● Trecho fornecido:
╭──
Perene meu caro, perene


    Estou escrevendo isso não por obrigação, mas pelo que parece eu não consigo pensar em outra coisa que não seja, bem, em você.
    É verdade, não fique surpreso. Não faça essa cara de bobo como se recém descobrisse que o assoalho da sala é verde limão. Estou falando sério. Mais sério do que nunca, e isso é grave. Não estou acostumada em ser direta em assuntos... Bem, delicados? É, delicados. Não estou acostumada. E isso, sugiro assim, dói um tanto como certo tipo de incomodo necessário, quando a gente sabe que tem que tomar uma injeção para ficar curado mais rápido e que logo quando toma, passa, e vem o alivio e a cura.
    Tudo isso que estou escrevendo virá a ser uma espécie de cura.
    Acredite, eu estou tão mais surpresa que você.
     Por que eu estou escrevendo? Eu não sei. Difícil dizer. O problema mesmo é que sempre quando falo, quando olho nos seus olhos tocando nesses assuntos tão... Novamente delicados, eu fico nervosa, gaguejo, olho para os lados e procuro direções completamente opostas do que eu realmente queria dizer.
    Você precisa acreditar em mim, tudo isso é um baque fechado para mim, e pode ser que venha a ser para você também.
    Li uma vez, Pequeno Príncipe, se você quer saber, “Tu te tornas eternamente responsável por aquilo que cativas”, dizendo isso uma raposa.
    Eu sou a raposa e digo isso a você. Você é responsável pelo que fez em mim. E digo, eternamente responsável.
    Você me cativou surpreendemente fácil e sem dor. Como conseguisses? Não compreendo nem mesmo agora, depois de ter pensado para só então dar partida nessa estonteante escrita. Mas sugiro que devem ter sido seus gestos cavalheirescos, suas atenções dadas ao que eu dizia, seu carinho, seu amor, sua forma doce, protetora, prestativa, gentil, me acolhendo, me dando forças.
    Você me conquistou nos detalhes e nem percebeu, acho que passou batido não sei. Toda vez que olho para o futuro eu consigo lhe ver nele facilmente, lucidamente, fácil, sereno, quero levar você para todos os anos da minha vida. Quero estar do seu lado quando meus livros forem publicados, quero poder escrever histórias de personagens incríveis e neles usar suas piadas, quero me inspirar, sugar você, quero você e isso é uma coisa que me atordoa.
    Quero que você esteja aqui em todos os dias de inverno, e quero cuidar de você, mudar você de uma forma que no fundo já és, mas que me deixes aprofundar nesse gesso duro que criasses em volta de si, completamente desnecessário, ao longo dos anos. Eu só quero, sarar suas feridas, quero ser seu bem, quero sem pretensão de rótulos, poder estar, simplesmente, estar com você, em você.
╰──
● Tarefa: Segundo o trecho, de que livro vem a frase “Tu te tornas eternamente responsável por aquilo que cativas”?

[Entradas de dados coletadas]
╭──
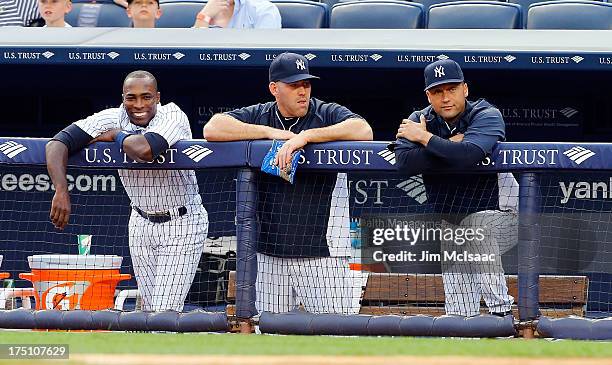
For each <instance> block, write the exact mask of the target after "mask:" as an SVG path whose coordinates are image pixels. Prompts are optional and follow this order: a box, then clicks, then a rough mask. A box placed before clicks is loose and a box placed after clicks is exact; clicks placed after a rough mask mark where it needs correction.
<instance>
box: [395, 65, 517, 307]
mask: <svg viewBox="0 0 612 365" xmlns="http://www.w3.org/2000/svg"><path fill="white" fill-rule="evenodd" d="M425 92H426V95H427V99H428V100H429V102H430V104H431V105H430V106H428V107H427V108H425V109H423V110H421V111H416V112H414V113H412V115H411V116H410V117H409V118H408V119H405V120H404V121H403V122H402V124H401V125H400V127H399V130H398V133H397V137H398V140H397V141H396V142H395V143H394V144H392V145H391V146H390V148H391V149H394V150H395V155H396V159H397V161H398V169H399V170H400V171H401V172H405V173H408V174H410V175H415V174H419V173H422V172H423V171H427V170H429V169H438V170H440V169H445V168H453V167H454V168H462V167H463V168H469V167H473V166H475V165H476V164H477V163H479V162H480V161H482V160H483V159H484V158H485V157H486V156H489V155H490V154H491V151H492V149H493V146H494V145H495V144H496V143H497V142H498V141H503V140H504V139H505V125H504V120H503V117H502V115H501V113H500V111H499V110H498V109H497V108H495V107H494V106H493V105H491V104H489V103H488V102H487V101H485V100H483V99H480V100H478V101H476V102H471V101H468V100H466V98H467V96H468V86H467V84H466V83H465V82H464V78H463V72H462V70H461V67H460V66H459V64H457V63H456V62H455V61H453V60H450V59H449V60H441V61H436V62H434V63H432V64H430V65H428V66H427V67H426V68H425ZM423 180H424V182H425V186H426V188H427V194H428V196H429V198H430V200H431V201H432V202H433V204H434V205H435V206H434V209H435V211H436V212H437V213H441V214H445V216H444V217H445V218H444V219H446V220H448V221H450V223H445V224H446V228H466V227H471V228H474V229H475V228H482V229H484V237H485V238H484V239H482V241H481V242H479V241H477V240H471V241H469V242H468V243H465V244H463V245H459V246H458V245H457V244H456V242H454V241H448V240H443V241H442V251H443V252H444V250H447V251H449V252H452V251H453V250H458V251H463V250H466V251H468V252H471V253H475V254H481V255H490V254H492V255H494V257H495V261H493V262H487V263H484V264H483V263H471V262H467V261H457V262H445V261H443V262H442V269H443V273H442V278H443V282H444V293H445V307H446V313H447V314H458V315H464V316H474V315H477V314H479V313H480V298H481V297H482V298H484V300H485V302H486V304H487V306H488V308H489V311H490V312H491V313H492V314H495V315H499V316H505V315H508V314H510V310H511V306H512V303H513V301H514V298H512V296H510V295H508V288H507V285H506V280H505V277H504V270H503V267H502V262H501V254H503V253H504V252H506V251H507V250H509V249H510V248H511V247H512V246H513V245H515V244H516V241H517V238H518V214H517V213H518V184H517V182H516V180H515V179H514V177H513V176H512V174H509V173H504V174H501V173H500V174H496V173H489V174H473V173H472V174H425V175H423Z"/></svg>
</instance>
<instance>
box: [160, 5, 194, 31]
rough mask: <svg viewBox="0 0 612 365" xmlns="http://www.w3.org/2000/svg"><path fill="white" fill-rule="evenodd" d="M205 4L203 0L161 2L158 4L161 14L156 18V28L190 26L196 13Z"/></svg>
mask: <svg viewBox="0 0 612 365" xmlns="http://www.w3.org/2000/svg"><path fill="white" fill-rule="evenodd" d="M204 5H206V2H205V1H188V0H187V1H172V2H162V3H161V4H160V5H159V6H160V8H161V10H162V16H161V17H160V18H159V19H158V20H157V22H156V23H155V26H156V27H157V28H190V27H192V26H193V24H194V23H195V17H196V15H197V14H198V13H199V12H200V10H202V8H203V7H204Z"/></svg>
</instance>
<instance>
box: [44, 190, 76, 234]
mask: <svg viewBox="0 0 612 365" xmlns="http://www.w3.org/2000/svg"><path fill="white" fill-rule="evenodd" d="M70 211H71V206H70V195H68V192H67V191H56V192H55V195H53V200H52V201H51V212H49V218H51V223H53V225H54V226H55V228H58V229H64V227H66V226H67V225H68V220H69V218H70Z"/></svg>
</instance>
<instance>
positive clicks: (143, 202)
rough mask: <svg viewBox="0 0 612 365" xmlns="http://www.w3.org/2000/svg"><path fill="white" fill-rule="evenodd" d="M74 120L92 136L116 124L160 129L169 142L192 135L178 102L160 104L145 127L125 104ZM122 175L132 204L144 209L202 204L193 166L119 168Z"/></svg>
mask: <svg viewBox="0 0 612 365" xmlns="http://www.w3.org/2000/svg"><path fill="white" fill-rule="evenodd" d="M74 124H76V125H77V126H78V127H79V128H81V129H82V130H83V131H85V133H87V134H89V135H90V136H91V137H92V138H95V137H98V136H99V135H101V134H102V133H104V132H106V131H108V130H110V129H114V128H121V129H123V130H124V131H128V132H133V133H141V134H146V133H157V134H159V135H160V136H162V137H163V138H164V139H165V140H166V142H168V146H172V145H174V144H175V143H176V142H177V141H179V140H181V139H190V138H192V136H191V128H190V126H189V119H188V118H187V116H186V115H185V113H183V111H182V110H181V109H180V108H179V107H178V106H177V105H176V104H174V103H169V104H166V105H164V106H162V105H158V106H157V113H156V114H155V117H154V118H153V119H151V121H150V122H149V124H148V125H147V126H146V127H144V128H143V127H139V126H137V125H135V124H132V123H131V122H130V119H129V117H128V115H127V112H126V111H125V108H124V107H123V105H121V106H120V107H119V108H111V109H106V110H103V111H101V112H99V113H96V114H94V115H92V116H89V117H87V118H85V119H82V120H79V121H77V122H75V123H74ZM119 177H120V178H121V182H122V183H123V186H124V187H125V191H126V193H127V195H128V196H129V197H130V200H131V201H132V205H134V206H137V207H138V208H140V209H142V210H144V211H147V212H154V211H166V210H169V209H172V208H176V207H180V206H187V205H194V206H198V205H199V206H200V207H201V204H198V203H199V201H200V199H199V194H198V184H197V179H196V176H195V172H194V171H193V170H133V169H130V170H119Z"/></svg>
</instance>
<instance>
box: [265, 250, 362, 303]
╰──
● Problema resolvido: A frase vem do livro Pequeno Príncipe.